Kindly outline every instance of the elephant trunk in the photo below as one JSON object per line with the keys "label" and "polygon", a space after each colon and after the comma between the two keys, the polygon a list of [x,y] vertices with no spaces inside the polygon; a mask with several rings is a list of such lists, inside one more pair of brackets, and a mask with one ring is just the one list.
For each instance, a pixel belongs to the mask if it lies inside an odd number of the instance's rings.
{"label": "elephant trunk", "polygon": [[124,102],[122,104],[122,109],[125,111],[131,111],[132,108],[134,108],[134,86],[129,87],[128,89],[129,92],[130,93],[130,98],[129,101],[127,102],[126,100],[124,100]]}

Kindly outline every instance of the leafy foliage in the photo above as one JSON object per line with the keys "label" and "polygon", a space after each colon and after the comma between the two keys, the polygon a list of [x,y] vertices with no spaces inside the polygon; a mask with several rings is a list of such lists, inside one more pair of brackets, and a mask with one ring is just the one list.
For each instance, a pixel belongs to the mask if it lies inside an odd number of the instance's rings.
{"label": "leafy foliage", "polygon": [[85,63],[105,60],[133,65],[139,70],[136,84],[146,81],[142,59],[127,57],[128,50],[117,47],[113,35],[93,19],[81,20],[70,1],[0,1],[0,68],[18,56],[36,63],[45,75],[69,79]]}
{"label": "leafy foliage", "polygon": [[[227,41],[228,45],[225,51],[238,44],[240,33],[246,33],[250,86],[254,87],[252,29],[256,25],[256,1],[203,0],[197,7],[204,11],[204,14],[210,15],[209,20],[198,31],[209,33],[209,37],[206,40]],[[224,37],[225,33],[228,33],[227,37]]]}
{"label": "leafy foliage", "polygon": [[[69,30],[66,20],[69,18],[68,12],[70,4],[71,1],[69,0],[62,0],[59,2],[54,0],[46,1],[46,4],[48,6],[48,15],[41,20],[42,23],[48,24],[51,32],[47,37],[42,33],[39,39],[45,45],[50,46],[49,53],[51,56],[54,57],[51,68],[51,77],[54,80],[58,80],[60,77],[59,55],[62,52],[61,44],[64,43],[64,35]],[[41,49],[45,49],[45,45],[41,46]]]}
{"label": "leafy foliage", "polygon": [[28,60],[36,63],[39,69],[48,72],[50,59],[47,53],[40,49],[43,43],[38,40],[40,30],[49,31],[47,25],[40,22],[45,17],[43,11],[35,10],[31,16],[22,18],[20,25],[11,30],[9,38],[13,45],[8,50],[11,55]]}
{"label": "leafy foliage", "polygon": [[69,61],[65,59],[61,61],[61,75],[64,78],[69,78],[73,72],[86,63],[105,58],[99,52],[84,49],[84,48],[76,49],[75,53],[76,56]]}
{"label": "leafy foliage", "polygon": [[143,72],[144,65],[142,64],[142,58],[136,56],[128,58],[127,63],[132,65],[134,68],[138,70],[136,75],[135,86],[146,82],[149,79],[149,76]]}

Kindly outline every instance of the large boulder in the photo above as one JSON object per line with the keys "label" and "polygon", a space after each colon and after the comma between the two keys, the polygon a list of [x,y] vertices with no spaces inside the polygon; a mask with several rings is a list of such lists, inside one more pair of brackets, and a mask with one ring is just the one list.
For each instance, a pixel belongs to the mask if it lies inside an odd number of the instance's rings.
■ ■ ■ ■
TASK DETAILS: Repeat each record exactly, leaving nothing out.

TASK OUTPUT:
Kindly outline every instance of the elephant trunk in the photo below as one JSON object per line with the keys "label" and "polygon", a space after each colon and after the comma between the two keys, the polygon a list of [x,y] vertices with no spaces inside the polygon; a mask with several rings is a list of such lists, inside one more pair of brackets, and a mask with one ring is just the one list.
For each instance, a pixel belongs to the mask if it lies inside an odd number of the instance's rings.
{"label": "elephant trunk", "polygon": [[124,102],[122,104],[122,109],[125,111],[131,111],[132,108],[134,108],[134,86],[129,87],[128,89],[129,92],[130,93],[130,98],[129,101],[127,102],[126,100],[124,100]]}

Kindly outline every instance of the leafy foliage in the photo above as one JSON object per line with the keys "label" and "polygon", a space after each colon and after the comma between the two keys, the polygon a list of [x,y] vertices with no spaces inside the polygon; a mask with several rings is a list of such lists, inside one more pair of brackets, and a mask with one ring is just the one list.
For each instance, a pixel belongs to the mask if it lies inside an odd number of the instance's rings.
{"label": "leafy foliage", "polygon": [[85,63],[105,60],[133,65],[139,70],[136,84],[146,81],[142,59],[127,57],[128,50],[117,47],[113,35],[93,19],[81,20],[70,1],[0,1],[0,68],[18,56],[36,63],[45,75],[69,79]]}
{"label": "leafy foliage", "polygon": [[[227,41],[228,45],[225,51],[238,44],[240,33],[246,33],[250,86],[254,87],[252,29],[256,25],[256,1],[203,0],[197,7],[204,11],[204,14],[210,15],[209,20],[198,31],[209,33],[209,37],[206,40]],[[224,37],[225,33],[228,33],[227,37]]]}
{"label": "leafy foliage", "polygon": [[[69,30],[66,20],[69,18],[68,12],[70,4],[71,1],[69,0],[62,0],[59,2],[54,0],[46,1],[46,4],[48,6],[48,15],[41,20],[42,23],[48,24],[51,32],[47,37],[42,33],[39,39],[45,45],[50,46],[49,53],[51,56],[54,57],[51,68],[51,77],[54,80],[58,80],[60,77],[59,55],[62,52],[61,44],[64,43],[64,35]],[[41,49],[45,49],[45,45],[41,46]]]}
{"label": "leafy foliage", "polygon": [[28,60],[36,63],[39,69],[48,72],[50,59],[47,53],[40,49],[43,43],[38,40],[40,30],[49,31],[47,25],[40,22],[45,17],[43,11],[35,10],[31,16],[22,18],[20,25],[11,30],[9,38],[13,45],[8,50],[11,55]]}
{"label": "leafy foliage", "polygon": [[69,61],[65,59],[61,61],[61,75],[64,78],[69,78],[73,72],[86,63],[105,58],[99,52],[84,49],[84,48],[76,49],[75,53],[76,56]]}
{"label": "leafy foliage", "polygon": [[143,72],[144,65],[142,64],[142,58],[136,56],[128,58],[127,63],[132,65],[134,68],[138,70],[136,75],[135,86],[146,82],[149,79],[149,76]]}

Kindly outline every instance of the large boulder in the photo above as one JSON object per line with the keys "label" and "polygon", a space after each colon and after the comma between the two keys, the polygon a list of [x,y] vertices with no spaces inside the polygon; a mask with several rings is a list of such lists, inside one more pair of brackets, and a mask with one ring is just the one list.
For each instance, a pixel belongs to the mask if it lies inside an odd number of the instance's rings.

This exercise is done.